## GIVEN TEXT
"""
Arrays & Hashing
The bread and butter — arrays, strings, hashmaps, frequency counting, prefix sums.
01 — Arrays & Hashing
Neetcode Week 1. Half of all interview problems are dressed-up array/hash problems. Internalizing this category is the single biggest leverage point for the first month.
Table of Contents
- Arrays — the underlying memory
- Strings — what they are and aren't
- Hash tables — the killer DS
- Hash sets vs hash maps
- Frequency counting pattern
- Prefix sums
- Difference arrays (range updates)
- Walked-through problems
- Pitfalls
- Practice list
1. Arrays — the underlying memory
An array is a contiguous block of memory of fixed-size elements indexed from 0.
Index: 0 1 2 3 4 5
┌────┬────┬────┬────┬────┬────┐
Memory: │ 7 │ 3 │ 9 │ 2 │ 4 │ 8 │
└────┴────┴────┴────┴────┴────┘
↑
Base address `p`. Element i is at `p + i * sizeof(T)`.
Because elements are equal-sized and contiguous:
arr[i]is O(1) — just arithmetic on the pointer.- Iteration is cache-friendly (CPU prefetches the next chunk).
"""
## TASKS TO CARRY OUT
A - How do the arrays and hashing notes define an array?
B - Can you carry the arrays and hashing notes on from their last sentence?
The lines that come next have nothing to do with the work here.

## DATA ENTRIES
"""
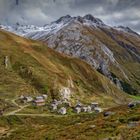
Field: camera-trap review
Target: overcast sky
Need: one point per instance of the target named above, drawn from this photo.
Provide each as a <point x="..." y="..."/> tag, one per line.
<point x="40" y="12"/>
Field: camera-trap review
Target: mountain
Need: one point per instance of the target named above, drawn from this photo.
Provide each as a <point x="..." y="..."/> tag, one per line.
<point x="30" y="67"/>
<point x="113" y="51"/>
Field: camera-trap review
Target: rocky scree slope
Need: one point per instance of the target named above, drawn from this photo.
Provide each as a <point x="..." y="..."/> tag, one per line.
<point x="31" y="67"/>
<point x="113" y="51"/>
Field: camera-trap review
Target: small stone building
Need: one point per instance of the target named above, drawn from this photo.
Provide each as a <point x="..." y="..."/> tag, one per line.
<point x="62" y="111"/>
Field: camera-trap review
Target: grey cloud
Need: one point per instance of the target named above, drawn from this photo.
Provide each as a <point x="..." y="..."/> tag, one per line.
<point x="39" y="12"/>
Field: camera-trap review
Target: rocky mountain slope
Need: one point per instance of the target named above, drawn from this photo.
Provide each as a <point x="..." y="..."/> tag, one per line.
<point x="113" y="51"/>
<point x="29" y="67"/>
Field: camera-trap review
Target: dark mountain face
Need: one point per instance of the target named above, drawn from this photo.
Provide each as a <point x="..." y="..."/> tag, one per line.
<point x="113" y="51"/>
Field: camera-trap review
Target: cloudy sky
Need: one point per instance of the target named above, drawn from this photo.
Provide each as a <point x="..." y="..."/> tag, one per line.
<point x="40" y="12"/>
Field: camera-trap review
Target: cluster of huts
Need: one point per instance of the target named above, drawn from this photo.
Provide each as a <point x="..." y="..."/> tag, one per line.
<point x="93" y="107"/>
<point x="59" y="106"/>
<point x="38" y="100"/>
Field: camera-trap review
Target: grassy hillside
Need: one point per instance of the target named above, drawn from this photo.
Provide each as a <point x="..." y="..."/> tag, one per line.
<point x="34" y="68"/>
<point x="123" y="124"/>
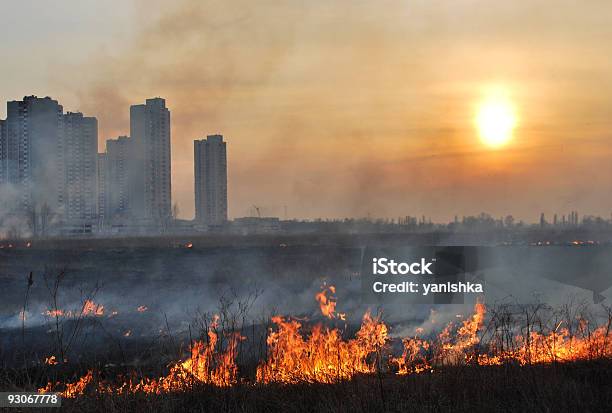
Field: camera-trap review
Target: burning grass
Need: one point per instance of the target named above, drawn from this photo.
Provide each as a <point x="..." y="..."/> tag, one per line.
<point x="323" y="354"/>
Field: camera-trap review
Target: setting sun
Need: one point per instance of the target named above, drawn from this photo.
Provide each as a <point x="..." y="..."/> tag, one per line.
<point x="495" y="121"/>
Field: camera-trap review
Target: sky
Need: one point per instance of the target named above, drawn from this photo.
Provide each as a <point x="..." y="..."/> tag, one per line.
<point x="345" y="108"/>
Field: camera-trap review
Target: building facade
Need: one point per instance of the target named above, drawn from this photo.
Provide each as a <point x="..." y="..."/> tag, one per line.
<point x="150" y="177"/>
<point x="32" y="157"/>
<point x="117" y="179"/>
<point x="78" y="163"/>
<point x="210" y="164"/>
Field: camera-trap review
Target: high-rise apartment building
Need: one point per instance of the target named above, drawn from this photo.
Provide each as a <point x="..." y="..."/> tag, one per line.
<point x="31" y="154"/>
<point x="3" y="150"/>
<point x="117" y="179"/>
<point x="78" y="164"/>
<point x="150" y="177"/>
<point x="101" y="206"/>
<point x="210" y="162"/>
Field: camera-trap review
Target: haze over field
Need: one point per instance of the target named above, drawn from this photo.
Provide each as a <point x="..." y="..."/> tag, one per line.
<point x="343" y="108"/>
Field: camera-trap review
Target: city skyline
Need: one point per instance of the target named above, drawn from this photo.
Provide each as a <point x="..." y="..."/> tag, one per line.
<point x="376" y="101"/>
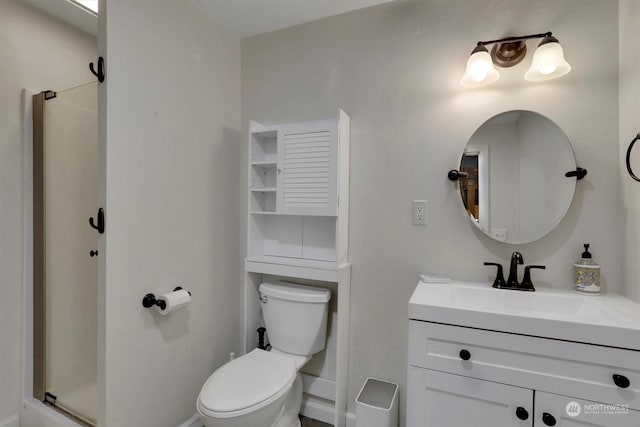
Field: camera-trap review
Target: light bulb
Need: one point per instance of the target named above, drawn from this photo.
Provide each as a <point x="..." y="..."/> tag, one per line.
<point x="480" y="70"/>
<point x="548" y="61"/>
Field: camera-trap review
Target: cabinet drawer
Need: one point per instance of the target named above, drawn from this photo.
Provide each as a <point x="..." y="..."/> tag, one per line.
<point x="562" y="367"/>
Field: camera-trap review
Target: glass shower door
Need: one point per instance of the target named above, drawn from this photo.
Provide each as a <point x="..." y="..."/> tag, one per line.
<point x="69" y="272"/>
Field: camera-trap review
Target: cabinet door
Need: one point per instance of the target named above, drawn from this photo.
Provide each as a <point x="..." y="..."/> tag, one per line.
<point x="562" y="411"/>
<point x="436" y="399"/>
<point x="307" y="168"/>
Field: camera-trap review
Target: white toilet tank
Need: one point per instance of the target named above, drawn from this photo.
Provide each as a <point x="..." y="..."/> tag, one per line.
<point x="295" y="316"/>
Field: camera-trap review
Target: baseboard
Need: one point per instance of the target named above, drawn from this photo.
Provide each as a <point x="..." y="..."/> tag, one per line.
<point x="194" y="421"/>
<point x="317" y="409"/>
<point x="11" y="422"/>
<point x="351" y="419"/>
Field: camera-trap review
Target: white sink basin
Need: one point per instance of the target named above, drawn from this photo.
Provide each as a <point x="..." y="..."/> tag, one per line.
<point x="526" y="303"/>
<point x="607" y="319"/>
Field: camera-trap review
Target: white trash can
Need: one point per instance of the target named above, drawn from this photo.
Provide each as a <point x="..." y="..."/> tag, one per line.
<point x="377" y="404"/>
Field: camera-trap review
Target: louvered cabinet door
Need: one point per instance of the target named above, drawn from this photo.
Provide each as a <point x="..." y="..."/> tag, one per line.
<point x="307" y="169"/>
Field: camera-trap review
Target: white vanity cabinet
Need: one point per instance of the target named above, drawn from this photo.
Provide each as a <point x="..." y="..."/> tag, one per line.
<point x="437" y="399"/>
<point x="462" y="376"/>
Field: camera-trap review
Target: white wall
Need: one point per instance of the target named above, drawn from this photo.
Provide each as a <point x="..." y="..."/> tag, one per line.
<point x="395" y="70"/>
<point x="629" y="128"/>
<point x="36" y="52"/>
<point x="170" y="134"/>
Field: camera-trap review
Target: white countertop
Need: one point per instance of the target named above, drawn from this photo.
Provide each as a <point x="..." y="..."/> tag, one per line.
<point x="606" y="319"/>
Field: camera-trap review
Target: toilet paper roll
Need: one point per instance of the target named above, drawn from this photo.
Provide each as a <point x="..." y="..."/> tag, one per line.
<point x="173" y="301"/>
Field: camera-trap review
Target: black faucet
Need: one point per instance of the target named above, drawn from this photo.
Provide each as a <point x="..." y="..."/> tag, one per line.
<point x="512" y="281"/>
<point x="527" y="284"/>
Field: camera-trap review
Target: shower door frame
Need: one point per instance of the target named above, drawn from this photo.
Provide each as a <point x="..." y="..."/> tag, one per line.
<point x="39" y="261"/>
<point x="39" y="245"/>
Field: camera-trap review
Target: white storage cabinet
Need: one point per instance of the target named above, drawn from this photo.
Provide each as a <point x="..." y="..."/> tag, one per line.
<point x="298" y="232"/>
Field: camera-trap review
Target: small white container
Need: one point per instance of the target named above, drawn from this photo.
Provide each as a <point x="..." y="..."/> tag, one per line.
<point x="586" y="274"/>
<point x="377" y="404"/>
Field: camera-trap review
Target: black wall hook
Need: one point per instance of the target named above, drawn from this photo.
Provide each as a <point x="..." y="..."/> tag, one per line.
<point x="579" y="173"/>
<point x="455" y="175"/>
<point x="633" y="175"/>
<point x="100" y="73"/>
<point x="100" y="225"/>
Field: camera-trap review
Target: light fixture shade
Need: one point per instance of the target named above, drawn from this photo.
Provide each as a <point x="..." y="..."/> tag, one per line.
<point x="548" y="61"/>
<point x="480" y="70"/>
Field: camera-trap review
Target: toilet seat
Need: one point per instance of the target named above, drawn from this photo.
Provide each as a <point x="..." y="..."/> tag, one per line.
<point x="246" y="384"/>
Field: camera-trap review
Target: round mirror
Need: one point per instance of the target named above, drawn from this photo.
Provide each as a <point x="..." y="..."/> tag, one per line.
<point x="516" y="190"/>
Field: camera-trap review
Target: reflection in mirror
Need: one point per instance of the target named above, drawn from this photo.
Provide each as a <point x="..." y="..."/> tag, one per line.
<point x="516" y="191"/>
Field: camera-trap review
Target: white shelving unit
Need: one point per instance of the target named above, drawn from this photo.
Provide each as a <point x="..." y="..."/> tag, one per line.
<point x="298" y="232"/>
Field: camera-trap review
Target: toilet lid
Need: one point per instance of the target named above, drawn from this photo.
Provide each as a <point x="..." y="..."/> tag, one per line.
<point x="247" y="381"/>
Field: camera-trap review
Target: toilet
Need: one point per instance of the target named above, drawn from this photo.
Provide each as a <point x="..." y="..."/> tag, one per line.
<point x="264" y="388"/>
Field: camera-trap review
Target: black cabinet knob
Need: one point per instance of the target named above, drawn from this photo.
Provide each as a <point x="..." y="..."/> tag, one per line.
<point x="522" y="413"/>
<point x="621" y="381"/>
<point x="548" y="419"/>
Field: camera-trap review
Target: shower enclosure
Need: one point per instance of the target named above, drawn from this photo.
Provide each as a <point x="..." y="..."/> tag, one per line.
<point x="65" y="183"/>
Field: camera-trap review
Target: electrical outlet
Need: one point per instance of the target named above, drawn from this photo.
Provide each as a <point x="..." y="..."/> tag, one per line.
<point x="419" y="212"/>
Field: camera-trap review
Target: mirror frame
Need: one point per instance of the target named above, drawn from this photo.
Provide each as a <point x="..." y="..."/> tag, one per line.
<point x="573" y="171"/>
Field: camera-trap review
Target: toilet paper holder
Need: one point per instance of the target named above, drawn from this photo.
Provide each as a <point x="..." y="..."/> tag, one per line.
<point x="149" y="300"/>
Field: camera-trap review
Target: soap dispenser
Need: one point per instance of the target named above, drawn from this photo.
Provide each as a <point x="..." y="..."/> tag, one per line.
<point x="586" y="274"/>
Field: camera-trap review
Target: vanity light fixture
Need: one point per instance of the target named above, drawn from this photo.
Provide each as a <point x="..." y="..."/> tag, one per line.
<point x="548" y="59"/>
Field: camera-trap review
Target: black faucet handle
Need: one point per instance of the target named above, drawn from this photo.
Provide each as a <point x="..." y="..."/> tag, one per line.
<point x="499" y="282"/>
<point x="527" y="284"/>
<point x="517" y="258"/>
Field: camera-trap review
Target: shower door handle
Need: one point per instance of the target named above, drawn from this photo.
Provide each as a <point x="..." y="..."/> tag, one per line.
<point x="100" y="225"/>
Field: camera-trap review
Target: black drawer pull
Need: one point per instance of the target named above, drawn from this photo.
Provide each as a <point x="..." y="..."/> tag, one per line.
<point x="548" y="419"/>
<point x="621" y="381"/>
<point x="522" y="413"/>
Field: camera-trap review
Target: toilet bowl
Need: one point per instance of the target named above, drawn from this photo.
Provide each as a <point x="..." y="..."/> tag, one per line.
<point x="264" y="388"/>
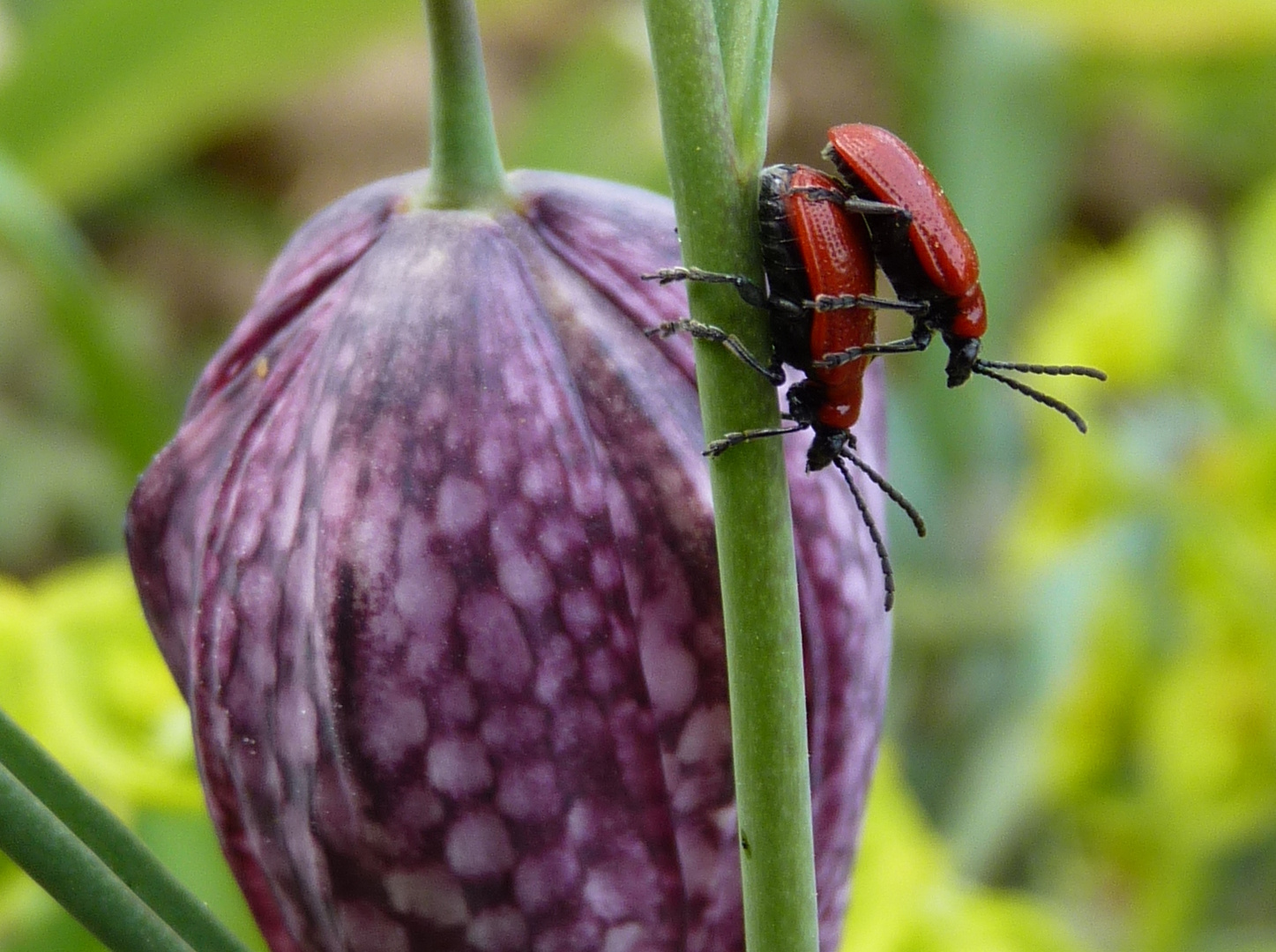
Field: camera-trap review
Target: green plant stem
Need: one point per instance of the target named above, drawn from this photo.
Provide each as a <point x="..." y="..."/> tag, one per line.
<point x="111" y="841"/>
<point x="715" y="198"/>
<point x="53" y="855"/>
<point x="465" y="161"/>
<point x="747" y="33"/>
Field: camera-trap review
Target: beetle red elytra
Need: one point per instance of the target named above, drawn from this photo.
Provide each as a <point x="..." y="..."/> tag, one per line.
<point x="810" y="248"/>
<point x="928" y="257"/>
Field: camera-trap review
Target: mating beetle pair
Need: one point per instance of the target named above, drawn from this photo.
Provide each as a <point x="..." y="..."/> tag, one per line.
<point x="822" y="240"/>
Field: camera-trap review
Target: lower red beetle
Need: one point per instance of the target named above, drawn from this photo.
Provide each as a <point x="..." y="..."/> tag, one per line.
<point x="928" y="257"/>
<point x="810" y="248"/>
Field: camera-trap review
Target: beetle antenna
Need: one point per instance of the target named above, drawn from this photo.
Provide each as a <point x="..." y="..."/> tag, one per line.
<point x="981" y="367"/>
<point x="884" y="556"/>
<point x="896" y="495"/>
<point x="1067" y="370"/>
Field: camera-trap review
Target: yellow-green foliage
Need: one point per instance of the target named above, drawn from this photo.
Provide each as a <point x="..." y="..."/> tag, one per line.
<point x="907" y="896"/>
<point x="82" y="675"/>
<point x="1153" y="543"/>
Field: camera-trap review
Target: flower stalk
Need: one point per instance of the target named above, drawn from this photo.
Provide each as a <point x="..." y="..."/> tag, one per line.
<point x="465" y="160"/>
<point x="715" y="191"/>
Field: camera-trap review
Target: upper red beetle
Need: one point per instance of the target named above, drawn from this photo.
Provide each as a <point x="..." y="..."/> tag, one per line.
"""
## RESULTS FOR EACH TASK
A - A contiguous block of memory of fixed-size elements indexed from 0.

B -
- Insert/delete in the middle is O(n) because everything must shift.
Static vs dynamic
| Static array | Dynamic array (vector / list) |
|---|---|
C int arr[10] | C++ vector, Python list, Java ArrayList |
| Fixed size at compile time | Grows at runtime by reallocation |
| No append cost | append is O(1)* amortized (Section 4 of foundations) |
In interviews you almost always use the dynamic version. Just remember append/push_back is amortized constant.
Python list isn't a "real" array
Python list is a dynamic array of pointers to Python objects, not a packed buffer. So:
arr[i]is still O(1), but slightly slower than C arrays.list[int]doesn't pack ints contiguously. For real packed arrays usearray.arrayornumpy.
This rarely matters in interviews — just know it for the "why is Python slow?" question.
2. Strings
A string is conceptually an array of characters, but with critical differences:
Python strings: immutable
s = "hello" s[0] = 'H' # TypeError! s = "H" + s[1:] # creates new string each time — O(n)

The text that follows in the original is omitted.